§ Problem requirements
Show every line of the items below that contains the string "palm", copying each one in full. Case counts.

§ Available records

★ ★ ★ ★ ★

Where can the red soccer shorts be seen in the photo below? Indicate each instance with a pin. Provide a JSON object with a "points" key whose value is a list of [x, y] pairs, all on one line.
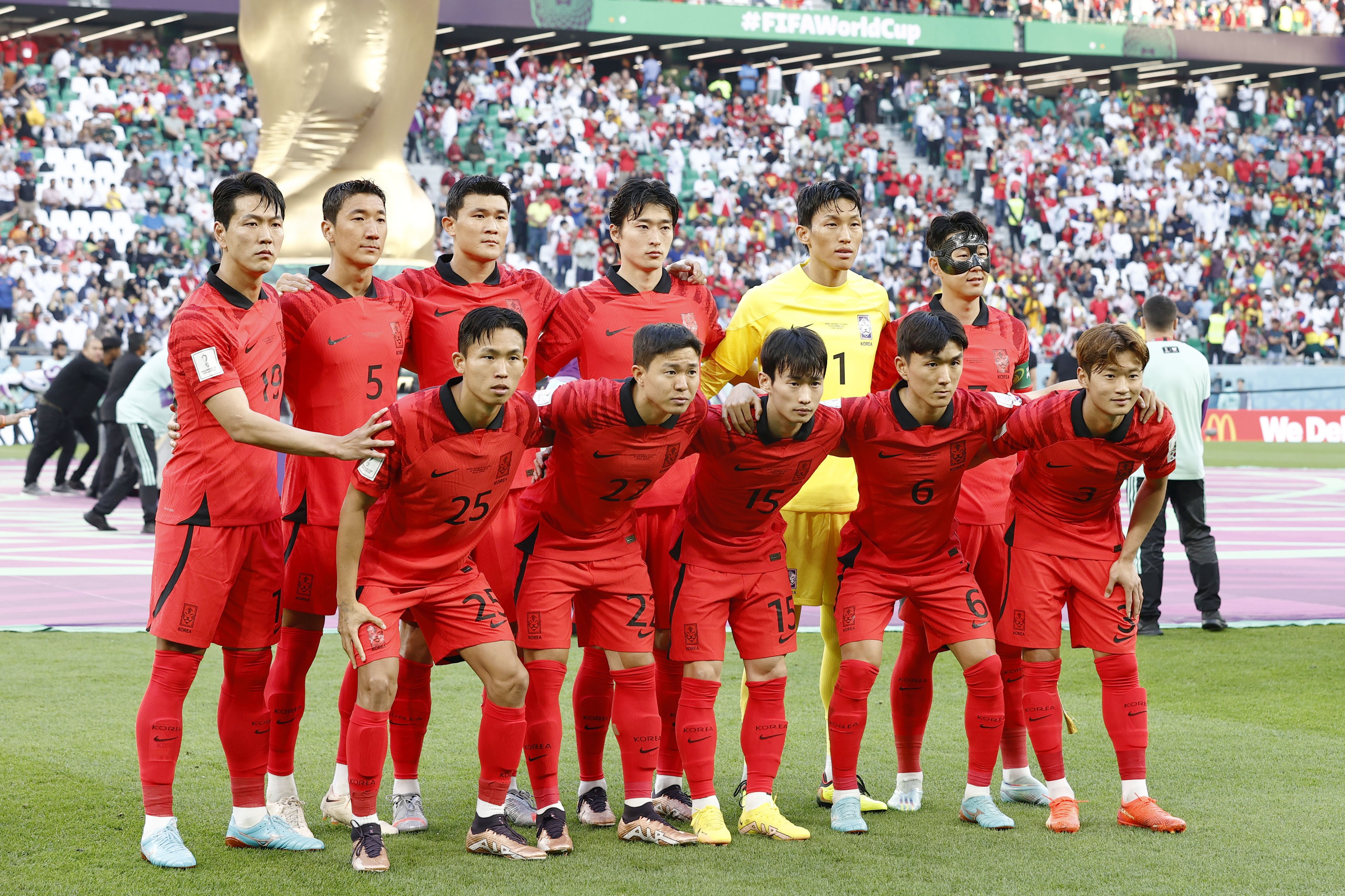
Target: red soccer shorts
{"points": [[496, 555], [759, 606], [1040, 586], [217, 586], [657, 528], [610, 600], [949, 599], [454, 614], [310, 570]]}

★ ★ ★ ★ ★

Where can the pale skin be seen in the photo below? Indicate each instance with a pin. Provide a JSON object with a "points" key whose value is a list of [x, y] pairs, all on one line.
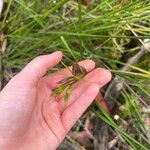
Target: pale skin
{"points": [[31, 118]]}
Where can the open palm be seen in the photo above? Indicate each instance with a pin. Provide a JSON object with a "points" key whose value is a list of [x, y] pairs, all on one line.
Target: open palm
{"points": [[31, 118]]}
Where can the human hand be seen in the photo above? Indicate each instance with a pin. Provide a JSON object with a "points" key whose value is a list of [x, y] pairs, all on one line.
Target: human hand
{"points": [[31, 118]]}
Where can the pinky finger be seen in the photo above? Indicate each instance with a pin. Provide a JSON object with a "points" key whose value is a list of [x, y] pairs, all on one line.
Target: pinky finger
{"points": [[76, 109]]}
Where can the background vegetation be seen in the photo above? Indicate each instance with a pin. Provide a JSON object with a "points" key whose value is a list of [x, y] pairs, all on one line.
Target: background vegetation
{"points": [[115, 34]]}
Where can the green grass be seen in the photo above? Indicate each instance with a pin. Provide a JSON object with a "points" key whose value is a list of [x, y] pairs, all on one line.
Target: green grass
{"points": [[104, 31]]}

★ ★ ★ ★ ★

§ Solution to this exercise
Where can the open palm be seen in the photo above? Indicate each instance with a pin. Provide a JSON object with a "points" key whose value is a list of [x, y] pairs, all on one line.
Target: open palm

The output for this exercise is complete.